[erlang-questions] Erlang shows its slow face!
Bernard Duggan
bernie@REDACTED
Sat Nov 13 09:39:59 CET 2010
On 13/11/10 18:37, Gilberto Carmenate García wrote:
> Hi all!
> I have been doing tests to Erlang I found this funny stuff that makes
> Pythagorean Triplets
>
> pythag(N) ->
> [ {A,B,C} ||
> A<- lists:seq(1,N),
> B<- lists:seq(1,N),
> C<- lists:seq(1,N),
> A+B+C =< N,
> A*A+B*B =:= C*C].
>
> I tested it agains an implementation I made in C# so, and takes 14
> secounds in my pc to do with 300 numbers in Erlang however in c# is just
> a secound, even when C# runs under VM too.
> So I did all possible ways for me to implement differents manners in
> Erlang looking for speed and all is the same, listed as follows:
>
> So my question is, there are any way to do that even more fast, why 3
> nestes fors structs in C# are more effients that lists:foldr or
> lists:foreach in Erlang.

Supplied information:
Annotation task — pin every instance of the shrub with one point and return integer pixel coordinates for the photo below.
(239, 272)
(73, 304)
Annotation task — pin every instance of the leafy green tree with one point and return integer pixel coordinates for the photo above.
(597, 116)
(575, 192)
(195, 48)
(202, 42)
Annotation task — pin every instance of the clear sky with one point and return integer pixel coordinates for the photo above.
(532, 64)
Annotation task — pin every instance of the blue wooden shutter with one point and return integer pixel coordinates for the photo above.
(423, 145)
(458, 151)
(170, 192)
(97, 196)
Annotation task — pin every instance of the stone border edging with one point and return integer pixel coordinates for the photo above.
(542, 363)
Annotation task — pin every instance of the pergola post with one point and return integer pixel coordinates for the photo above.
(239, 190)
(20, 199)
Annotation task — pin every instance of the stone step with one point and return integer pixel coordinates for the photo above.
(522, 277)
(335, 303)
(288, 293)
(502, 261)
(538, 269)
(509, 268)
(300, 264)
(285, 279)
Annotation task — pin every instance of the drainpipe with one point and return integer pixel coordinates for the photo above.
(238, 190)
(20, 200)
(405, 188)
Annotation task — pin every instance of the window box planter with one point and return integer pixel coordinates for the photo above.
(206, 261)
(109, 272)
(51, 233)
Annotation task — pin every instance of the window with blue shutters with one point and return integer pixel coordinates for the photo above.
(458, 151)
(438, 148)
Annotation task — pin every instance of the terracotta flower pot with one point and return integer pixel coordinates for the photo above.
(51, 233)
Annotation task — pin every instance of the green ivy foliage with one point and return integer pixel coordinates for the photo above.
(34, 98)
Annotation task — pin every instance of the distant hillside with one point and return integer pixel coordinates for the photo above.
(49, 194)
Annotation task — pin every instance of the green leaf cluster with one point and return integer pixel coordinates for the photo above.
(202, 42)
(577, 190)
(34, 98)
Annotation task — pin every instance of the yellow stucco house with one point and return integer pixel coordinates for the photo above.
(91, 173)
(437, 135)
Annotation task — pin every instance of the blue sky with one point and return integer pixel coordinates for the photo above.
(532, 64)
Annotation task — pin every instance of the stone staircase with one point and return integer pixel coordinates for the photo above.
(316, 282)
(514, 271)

Task goal: Can you carry the Erlang mailing-list post on slow Pythagorean triplet code forward from its last line?

Output of the task:
>
Okay, the first and most obvious improvement to that code above is to
change it slightly to:
pythag(N) ->
L = lists:seq(1,N),
[ {A,B,C} ||
A <- L,
B <- L,
C <- L,
A+B+C =< N,
A*A+B*B =:= C*C].
That sped it up on my laptop from 4 seconds to 3.5. If you're really
after speed in erlang, though, a good thing to try is HiPE. Add
"+native" to your erlc command options. That sped it up (for me) to 1
second for your code and .5 of a second for my version. Bear in mind
that HiPE carries tradeoffs in terms of tracing/debugging etc.
As far as your question, though, the first thing I'd say is that if
you're using Erlang for high-performance numerical analysis, you've
chosen the wrong language. I love Erlang to bits, but that's not its
strength. Part of this stems from the fact that when you have a number
(A, B, C), it's always treated as an having an arbitrary size (people
more familiar with the guts of the VM please feel free to correct me
here...). That means that if you want to store more than 32 or 64 bits
in it, you can do so with zero modification to your code. That's
brilliant and can be really useful, but the tradeoff is the performance
hit you take on any arithmetic operation - and it's that hit, I suspect,
that you're seeing here.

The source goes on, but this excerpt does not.